▶ Page text

────────────────────

There are several ways of constructing the statistic \(T^2\) and \({{\hat{S}}}_\beta \) through the estimation of \(\Sigma _{\beta }({{\hat{\theta }}})\) (White, 1980; MacKinnon & White, 1985; Long & Ervin, 2000). First, the matrices \(\textbf{J}\) and \(\textbf{K}\) are estimated by

$$\begin{aligned} \hat{\textbf{J}}_{jk}({{\hat{\theta }}})&= - n^{-1}\sum _{i=1}^n \frac{\partial ^2 \psi (\theta ^*, W)}{\partial \theta ^*_j \partial \theta ^*_k} \Big | _{{{\hat{\theta }}}} \end{aligned}$$
(4)
$$\begin{aligned} \hat{\textbf{K}}({{\hat{\theta }}})&= n^{-1}\sum _{i=1}^n \frac{\partial \psi (\theta ^*, W)}{\partial \theta ^*_j} \frac{\partial \psi (\theta ^*, W)}{\partial \theta ^*_k} \Big |_{{\hat{\theta }}} \nonumber \\ {\hat{\Sigma }}({{\hat{\theta }}})&= \hat{\textbf{J}}({{\hat{\theta }}})^{-1} \hat{\textbf{K}}({{\hat{\theta }}}) \hat{\textbf{J}}({{\hat{\theta }}})^{-1} . \end{aligned}$$
(5)

Then we can estimate the RESI using three versions of test statistics:

  1. 1.

    Oracle Test Statistics: when the true covariance of \(\sqrt{n}({\hat{\beta }}-\beta )\) is known,

    $$\begin{aligned} T_{(o)}^2 = n({\hat{\beta }} - \beta _0 )^T \Sigma _{\beta }^{-1}(\theta ) ({\hat{\beta }} - \beta _0), \end{aligned}$$

    where \(\Sigma _{\beta }(\theta )\) is obtained from the block diagonal of (1) corresponding to \(\beta \). This is called an “oracle” statistic because it depends on the true covariance matrix, which is not known in practice.

  2. 2.

────────────────────

▶ Data listing
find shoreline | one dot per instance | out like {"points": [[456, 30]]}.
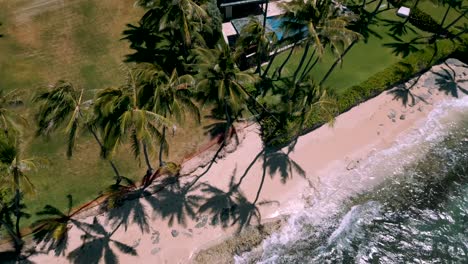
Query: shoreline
{"points": [[170, 236]]}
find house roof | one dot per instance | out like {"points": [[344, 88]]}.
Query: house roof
{"points": [[226, 3]]}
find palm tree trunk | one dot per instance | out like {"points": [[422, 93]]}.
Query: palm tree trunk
{"points": [[111, 163], [161, 147], [269, 64], [18, 241], [263, 179], [228, 124], [280, 69], [304, 56], [307, 71], [149, 170], [445, 17], [456, 20], [308, 63], [337, 61]]}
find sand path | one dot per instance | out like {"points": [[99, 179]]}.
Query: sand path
{"points": [[358, 133]]}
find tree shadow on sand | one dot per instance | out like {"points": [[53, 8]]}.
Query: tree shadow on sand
{"points": [[96, 247], [128, 206], [449, 83], [228, 208], [232, 207], [176, 202]]}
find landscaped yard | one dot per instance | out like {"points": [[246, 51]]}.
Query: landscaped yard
{"points": [[364, 59], [79, 41]]}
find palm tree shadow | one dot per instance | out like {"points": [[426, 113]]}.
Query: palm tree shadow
{"points": [[132, 211], [403, 93], [11, 257], [449, 83], [128, 204], [219, 204], [280, 162], [229, 208], [96, 245], [51, 231]]}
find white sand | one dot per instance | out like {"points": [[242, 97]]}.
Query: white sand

────────────────────

▶ What this exercise asks
• 1. Summarize the text on estimating the RESI in two sentences.
• 2. Write the next part of the text on estimating the RESI, picking up where it stops.

▶ Results by task
• 1. The statistic T² and Ŝ_β can be constructed in several ways by estimating Σ_β(θ̂). The matrices J and K are first estimated and combined into Σ̂(θ̂) = Ĵ(θ̂)⁻¹ K̂(θ̂) Ĵ(θ̂)⁻¹, after which the RESI can be estimated with three versions of test statistics, the first being an "oracle" statistic that depends on the true covariance matrix, which is not known in practice.

• 2.
    Parametric Test Statistics: when we believe the working model is correctly specified,

    $$\begin{aligned} T_{(p)}^2 = n({\hat{\beta }} - \beta _0 )^T \hat{\textbf{J}}_{\beta }({{\hat{\theta }}}) ({\hat{\beta }} - \beta _0), \end{aligned}$$

    where \(\hat{\textbf{J}}_{\beta }({{\hat{\theta }}})\) is obtained from the block diagonal component of (4) corresponding to \(\beta \).

  3. 3.

    Robust Test Statistics: when the working model is not assumed to be correct,

    $$\begin{aligned} T_{(r)}^2 = n({\hat{\beta }} - \beta _0)^T {\hat{\Sigma }}_{\beta }^{-1}({{\hat{\theta }}}) ({\hat{\beta }} - \beta _0), \end{aligned}$$

    where \({\hat{\Sigma }}_{\beta }({{\hat{\theta }}})\) is obtained from the block diagonal component of (5) corresponding to \(\beta \).

With the oracle, parametric, or robust test statistics, we can derive the corresponding oracle, parametric or robust estimator for the RESI using (3). These different versions of the estimator for \(S_\beta \) have different sampling distributions depending on which test statistic is used.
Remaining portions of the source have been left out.